A noter, en fin de volume, une dizaine de pages consacrées à un entretien de Jacques Simonomis avec Jacques Taurand. Le plus touchant de cette publication est sans aucun doute l'image de Notre-Dame que Jacques pouvait admirer depuis sa chambre d'hôpital.

La poésie de Jacques Taurand en grande partie dédiée à "Simone" sa chère épouse qui fit preuve de beaucoup de courage... Digne continuateur dans la poésie qui montre beaucoup de nos "églises" de nos "continents", Jacques Taurand rassemble avec discernement lyrique tous les courants en y incluant sa tendresse naturelle, ses propres émotions. Proche de la nature, il persiste et signe à l'Ecole de Rochefort et tout aussi au Surréalisme, tant d'autres escales poétiques. Toutefois, il nous conseille d'être attentif au pétale de la seconde. Poète, avant tout poète.

Sur plus de 250 pages que compte ce superbe ouvrage, une dizaine est consacrée à la présentation à la présentation de l'eouvre importante de Jacques Taurand sous l'aspect d'uen préface brillante de Christophe Dauphin. La fin du volume est conscarée à un entretien dirigé par Jacques Simonomis avec le talent que l'on sait.

La poésie de Jacques Taurand, elle, est un joyau que peu égalent. L'une des plus subtiles, qui méritent le bel hommage fait ici à ce livre: "Les étoiles saignent bleu". Pour le souvenir et pour le talent, il faut lire cette anthologie remarquable."

Jean CHATARD (in revue Comme en poésie n°76, décembre 2018).

*

Christophe Dauphin nous appelle à découvrir ou redécouvrir Jacques Taurand, poète, nouvelliste, critique, autodidacte français qui, après une vie littéraire un peu dans l’ombre malgré de nombreuses rencontres, s’est définitivement éteint en 2008. Et cette publication vient justement (au sens où ce n’est que justice) remettre un peu en lumière cet auteur non dénué de talents. Ce recueil est un hommage à l’amitié, en particulier à celle entre Christophe Dauphin, Jacques Simonomis et Jacques Taurand. Et un hommage surtout à la fidélité en amitié, à travers cette anthologie revenant sur près de trente ans de poésie.

■ **Liste des tâches**:
1) Résumez en deux phrases l'extrait consacré à Jacques Taurand.
2) Selon l'extrait consacré à Jacques Taurand, en quelle année le poète s'est-il éteint ?
3) Reprenez l'extrait consacré à Jacques Taurand après sa dernière phrase et prolongez-le.
Les données ci-après proviennent d'une autre source que l'extrait.

■ **Extrait de données**:
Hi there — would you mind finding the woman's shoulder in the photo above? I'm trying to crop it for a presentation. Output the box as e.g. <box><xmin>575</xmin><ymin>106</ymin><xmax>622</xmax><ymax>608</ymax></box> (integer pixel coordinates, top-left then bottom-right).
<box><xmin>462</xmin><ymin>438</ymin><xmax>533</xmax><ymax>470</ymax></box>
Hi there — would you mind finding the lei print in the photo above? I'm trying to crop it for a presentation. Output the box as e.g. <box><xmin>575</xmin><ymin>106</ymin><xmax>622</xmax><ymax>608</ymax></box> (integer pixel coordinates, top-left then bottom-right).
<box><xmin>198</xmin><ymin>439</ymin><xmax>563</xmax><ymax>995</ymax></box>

■ **Les résultats**:
1) L'extrait salue une anthologie de la poésie de Jacques Taurand, en grande partie dédiée à son épouse Simone, avec une préface de Christophe Dauphin et, en fin de volume, un entretien mené par Jacques Simonomis. Il présente Taurand, poète autodidacte éteint en 2008 après une vie littéraire un peu dans l'ombre, et voit dans ce recueil un hommage à l'amitié entre Dauphin, Simonomis et lui, couvrant près de trente ans de poésie.

2) En 2008.

3)
Son enfance, bercée par un imaginaire familial aux couleurs du Brésil et marquée par les récits de chevauchées dans la pampa, d’oiseaux multicolores et de tempêtes tropicales, l’a éveillé à la puissance du récit. “A vouloir faire des nœuds avec le vent/à boutonner le cœur avec la raison/le bonheur dans la cage prend sa voix de fausset“

Bien entendu, Jacques Taurand n’est pas le seul poète à être attiré par la lumière, “entre Hélios et Séléné“, ce n’est pas si fréquent de lire une anthologie personnelle autant traversée par les reflets “vous me rencontrerez/dans les reflets de l’eau sous les voûtes du soir“, les faux-jours, les miroirs, la lumière d’un “parc en février” à Florence. C’est toute la pertinence du choix de poèmes opéré par Christophe Dauphin. Et l’on se laisse aisément emmener quand Taurand cherche à “faire du poème un vaisseau de lumière“

La lumière/puisait son ardente révolte/à la source du futur/entre l’épaule et le cœur

Dans ses faux-jours Taurand place souvent un peu de nostalgie comme ce retour sur le début des trente glorieuses : “Il y avait des rires/sur les noirs décombres/La lumière retrouvée/libérait son froment“.

Lui qui reçut de Louis Guillaume ce conseil, qui vaut encore pour de nombreux apprentis poètes : travailler dans le sens du dépouillement, de la compacité, laisser tomber les vocables trop rares, les adjectifs inutiles et favoriser l’éclosion de l’image, de la métaphore analogique.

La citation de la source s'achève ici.